*** Opening Entries shown ***

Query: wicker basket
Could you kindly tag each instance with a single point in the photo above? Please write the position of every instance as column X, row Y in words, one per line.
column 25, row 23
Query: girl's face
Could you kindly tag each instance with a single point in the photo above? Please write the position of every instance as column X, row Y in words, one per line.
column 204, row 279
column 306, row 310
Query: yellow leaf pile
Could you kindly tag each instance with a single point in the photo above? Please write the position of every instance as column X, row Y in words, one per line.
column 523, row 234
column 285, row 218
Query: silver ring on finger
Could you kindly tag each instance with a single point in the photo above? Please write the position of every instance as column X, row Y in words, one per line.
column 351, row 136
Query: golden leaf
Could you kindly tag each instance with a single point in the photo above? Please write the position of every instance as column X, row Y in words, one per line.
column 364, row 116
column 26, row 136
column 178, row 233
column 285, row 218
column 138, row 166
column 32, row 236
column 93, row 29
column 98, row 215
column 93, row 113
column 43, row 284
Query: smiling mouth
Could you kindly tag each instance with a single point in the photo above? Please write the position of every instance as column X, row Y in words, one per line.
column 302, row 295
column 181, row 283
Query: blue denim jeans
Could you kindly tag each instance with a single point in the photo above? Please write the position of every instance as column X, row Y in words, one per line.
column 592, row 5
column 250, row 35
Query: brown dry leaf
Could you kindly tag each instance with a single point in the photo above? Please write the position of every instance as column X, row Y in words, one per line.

*** Closing Entries shown ***

**Exercise details**
Print, without alteration, only the lines above between the one holding "Query: girl's face" and the one holding "Query: golden leaf", inclusive.

**Exercise answer**
Query: girl's face
Could you kindly tag each instance with a single point in the photo above? Please write the position of every instance as column X, row Y in words, one per line.
column 204, row 279
column 306, row 310
Query: yellow leaf pile
Could you kindly tag each instance with a single point in the photo above? Please write the position of every instance as column X, row Y in words, one per line.
column 523, row 234
column 285, row 218
Query: silver ring on finger
Could you kindly tag each instance with a single point in the photo above? Please write the position of every instance as column X, row Y in words, one per line.
column 351, row 136
Query: golden leaf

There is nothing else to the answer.